## What you will do:
Begin with the line in which "Exercise. For every instance of the sidewalk" appears and end with the final line of the entries. Retype each one exactly and add nothing.

START Data extracts

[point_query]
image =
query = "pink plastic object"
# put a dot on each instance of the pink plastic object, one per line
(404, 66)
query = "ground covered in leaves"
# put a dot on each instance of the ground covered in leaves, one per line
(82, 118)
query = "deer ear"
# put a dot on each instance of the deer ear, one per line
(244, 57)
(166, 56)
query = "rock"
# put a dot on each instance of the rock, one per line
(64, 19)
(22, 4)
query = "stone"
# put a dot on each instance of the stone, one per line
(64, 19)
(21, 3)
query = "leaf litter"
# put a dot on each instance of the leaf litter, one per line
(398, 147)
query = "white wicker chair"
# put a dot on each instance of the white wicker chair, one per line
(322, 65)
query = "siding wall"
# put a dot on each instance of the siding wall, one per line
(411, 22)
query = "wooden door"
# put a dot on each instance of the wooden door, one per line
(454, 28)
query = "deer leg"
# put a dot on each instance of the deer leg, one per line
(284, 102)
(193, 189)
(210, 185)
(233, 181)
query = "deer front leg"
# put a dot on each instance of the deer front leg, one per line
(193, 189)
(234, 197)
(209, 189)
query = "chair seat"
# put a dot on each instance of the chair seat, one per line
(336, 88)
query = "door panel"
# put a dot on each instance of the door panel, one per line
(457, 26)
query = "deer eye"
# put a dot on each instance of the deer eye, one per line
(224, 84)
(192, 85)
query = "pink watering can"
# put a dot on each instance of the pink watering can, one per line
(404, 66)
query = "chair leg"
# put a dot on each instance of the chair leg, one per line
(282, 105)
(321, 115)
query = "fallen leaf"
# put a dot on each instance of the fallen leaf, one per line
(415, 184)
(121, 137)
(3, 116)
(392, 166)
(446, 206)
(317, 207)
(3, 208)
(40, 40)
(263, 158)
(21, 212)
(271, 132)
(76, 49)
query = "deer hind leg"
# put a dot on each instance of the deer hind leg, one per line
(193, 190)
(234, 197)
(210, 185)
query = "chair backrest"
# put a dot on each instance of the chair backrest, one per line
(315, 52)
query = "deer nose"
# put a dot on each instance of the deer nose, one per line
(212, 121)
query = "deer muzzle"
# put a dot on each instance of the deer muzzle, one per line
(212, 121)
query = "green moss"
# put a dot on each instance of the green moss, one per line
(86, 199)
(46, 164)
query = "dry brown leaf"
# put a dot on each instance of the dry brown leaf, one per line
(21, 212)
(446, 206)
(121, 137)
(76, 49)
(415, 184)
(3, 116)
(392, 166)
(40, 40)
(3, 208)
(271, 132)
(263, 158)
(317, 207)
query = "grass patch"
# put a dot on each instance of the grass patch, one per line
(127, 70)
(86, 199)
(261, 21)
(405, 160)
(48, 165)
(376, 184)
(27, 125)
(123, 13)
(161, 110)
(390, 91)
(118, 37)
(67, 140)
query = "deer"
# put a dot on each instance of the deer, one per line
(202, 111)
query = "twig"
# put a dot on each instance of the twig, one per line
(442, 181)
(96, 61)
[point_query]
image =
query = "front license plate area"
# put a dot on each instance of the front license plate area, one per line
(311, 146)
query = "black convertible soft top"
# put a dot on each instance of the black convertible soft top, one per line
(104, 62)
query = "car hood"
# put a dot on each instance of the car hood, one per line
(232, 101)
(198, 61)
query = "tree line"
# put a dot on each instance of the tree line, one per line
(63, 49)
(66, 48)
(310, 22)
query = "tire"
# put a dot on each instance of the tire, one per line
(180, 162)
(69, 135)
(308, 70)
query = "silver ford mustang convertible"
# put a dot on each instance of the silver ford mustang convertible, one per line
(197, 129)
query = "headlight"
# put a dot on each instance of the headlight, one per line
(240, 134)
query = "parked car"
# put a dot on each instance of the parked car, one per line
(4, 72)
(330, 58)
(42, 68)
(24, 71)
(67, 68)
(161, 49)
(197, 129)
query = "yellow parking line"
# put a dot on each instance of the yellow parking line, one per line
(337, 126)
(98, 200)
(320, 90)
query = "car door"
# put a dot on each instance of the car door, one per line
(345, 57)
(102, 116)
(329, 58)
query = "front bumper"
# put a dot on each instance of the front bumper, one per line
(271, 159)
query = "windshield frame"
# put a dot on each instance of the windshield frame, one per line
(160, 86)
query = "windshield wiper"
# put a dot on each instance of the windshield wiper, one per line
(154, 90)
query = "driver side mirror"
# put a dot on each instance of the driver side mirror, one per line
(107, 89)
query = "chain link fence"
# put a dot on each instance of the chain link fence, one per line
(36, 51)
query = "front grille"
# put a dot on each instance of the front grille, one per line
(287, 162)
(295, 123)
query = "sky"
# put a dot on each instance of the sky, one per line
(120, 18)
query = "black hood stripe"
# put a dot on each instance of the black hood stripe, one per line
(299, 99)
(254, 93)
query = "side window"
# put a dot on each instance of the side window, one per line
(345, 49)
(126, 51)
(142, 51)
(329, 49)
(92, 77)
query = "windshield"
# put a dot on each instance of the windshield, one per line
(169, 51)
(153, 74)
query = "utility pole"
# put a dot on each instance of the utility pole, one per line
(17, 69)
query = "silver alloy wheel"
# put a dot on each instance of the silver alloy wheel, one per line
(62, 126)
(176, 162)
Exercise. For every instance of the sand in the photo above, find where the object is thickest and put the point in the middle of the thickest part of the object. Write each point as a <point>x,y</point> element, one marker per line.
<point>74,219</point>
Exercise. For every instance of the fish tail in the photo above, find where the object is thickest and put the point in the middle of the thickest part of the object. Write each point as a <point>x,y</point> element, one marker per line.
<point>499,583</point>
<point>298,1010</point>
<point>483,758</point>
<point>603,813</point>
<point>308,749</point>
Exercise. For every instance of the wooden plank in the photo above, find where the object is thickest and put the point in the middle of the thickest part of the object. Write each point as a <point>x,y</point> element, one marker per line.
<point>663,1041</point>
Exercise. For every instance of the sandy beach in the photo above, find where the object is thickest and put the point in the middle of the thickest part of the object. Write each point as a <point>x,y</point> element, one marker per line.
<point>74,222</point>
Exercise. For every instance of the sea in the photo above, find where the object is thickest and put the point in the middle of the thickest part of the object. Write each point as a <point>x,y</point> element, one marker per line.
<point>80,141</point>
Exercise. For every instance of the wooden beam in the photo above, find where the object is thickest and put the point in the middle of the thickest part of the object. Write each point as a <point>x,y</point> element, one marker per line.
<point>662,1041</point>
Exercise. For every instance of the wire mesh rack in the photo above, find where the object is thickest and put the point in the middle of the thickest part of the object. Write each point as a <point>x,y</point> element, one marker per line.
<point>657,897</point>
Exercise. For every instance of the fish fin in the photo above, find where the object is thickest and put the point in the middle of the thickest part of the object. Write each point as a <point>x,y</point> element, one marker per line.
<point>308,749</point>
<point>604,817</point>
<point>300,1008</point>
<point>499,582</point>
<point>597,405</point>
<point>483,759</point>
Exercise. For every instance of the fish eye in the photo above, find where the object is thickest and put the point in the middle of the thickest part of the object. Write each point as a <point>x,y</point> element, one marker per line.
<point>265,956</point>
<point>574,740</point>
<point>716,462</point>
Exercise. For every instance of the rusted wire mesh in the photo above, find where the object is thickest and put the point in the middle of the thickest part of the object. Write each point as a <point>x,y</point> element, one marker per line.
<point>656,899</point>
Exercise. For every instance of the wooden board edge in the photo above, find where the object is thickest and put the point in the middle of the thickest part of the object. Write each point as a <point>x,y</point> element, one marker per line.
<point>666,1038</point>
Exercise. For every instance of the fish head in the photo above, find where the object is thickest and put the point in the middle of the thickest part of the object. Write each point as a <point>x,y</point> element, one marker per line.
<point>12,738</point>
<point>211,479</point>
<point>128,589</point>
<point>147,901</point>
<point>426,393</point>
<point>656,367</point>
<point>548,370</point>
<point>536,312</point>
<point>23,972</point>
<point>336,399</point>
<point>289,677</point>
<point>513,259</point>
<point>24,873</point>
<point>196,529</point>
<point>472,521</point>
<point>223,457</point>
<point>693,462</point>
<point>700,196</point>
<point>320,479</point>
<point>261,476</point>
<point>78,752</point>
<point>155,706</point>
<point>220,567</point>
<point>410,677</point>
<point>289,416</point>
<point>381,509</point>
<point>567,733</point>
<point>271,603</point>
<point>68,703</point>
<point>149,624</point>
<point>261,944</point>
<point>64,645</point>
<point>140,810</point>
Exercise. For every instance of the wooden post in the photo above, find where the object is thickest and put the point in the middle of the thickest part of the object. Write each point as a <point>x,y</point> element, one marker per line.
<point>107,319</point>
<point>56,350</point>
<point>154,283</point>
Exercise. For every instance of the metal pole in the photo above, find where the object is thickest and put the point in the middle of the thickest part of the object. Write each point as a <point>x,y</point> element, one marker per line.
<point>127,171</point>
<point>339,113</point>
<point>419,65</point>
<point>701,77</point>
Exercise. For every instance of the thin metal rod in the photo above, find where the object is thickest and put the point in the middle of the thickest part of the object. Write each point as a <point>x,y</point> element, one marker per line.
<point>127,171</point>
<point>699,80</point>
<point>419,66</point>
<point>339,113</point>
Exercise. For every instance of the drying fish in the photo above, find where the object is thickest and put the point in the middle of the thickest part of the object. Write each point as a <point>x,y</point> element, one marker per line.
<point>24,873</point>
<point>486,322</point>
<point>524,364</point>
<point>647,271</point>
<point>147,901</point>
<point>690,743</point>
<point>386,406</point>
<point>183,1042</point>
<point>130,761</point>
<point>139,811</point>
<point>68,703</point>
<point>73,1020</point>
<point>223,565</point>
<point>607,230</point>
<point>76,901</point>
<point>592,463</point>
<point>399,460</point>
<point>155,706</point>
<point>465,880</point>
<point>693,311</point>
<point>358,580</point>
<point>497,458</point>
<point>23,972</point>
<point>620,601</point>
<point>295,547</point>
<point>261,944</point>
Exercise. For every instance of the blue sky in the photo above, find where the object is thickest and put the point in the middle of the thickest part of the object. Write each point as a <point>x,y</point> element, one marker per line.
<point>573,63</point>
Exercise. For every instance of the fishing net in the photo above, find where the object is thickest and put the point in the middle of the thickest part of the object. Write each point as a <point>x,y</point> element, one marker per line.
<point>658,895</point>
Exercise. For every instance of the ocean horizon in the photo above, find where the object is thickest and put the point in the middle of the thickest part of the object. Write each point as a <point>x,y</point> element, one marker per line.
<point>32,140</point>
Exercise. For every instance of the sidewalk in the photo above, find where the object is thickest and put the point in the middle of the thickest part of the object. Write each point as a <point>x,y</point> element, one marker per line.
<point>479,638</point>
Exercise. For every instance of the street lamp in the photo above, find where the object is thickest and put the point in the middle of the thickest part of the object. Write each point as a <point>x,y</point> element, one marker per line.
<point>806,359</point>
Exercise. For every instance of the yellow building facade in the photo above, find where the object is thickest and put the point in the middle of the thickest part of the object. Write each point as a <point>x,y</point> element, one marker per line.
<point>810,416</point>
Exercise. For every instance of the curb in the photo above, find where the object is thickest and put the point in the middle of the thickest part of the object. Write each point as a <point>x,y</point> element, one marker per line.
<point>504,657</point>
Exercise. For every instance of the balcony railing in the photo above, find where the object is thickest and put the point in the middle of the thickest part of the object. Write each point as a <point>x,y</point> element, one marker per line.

END Data extracts

## Solved problem:
Exercise. For every instance of the sidewalk in the photo above, find where the object is thickest and put the point in the middle of the thickest part of the object. Write each point as a <point>x,y</point> element, one marker per line.
<point>479,638</point>
Exercise. For every instance of the street lamp in the photo above, find where the object is thickest and put the point in the middle of the thickest part of the object. Write each point as a <point>x,y</point> element, one marker per line.
<point>806,359</point>
Exercise. For every instance of the yellow building facade in the photo above, find where the object is thickest and put the point in the middle of the thickest part of the object. Write each point as a <point>x,y</point> element, one marker per line.
<point>810,416</point>
Exercise. For every instance of the curb in the photo above, find where the object is thickest and put the point in the middle of the thickest part of the object. Write each point as a <point>x,y</point> element, one marker per line.
<point>504,657</point>
Exercise. For every instance of the balcony railing in the photo above, find where the object is thickest and put the point in the middle of the thickest part of the object. Write each point as a <point>x,y</point> element, one marker per line.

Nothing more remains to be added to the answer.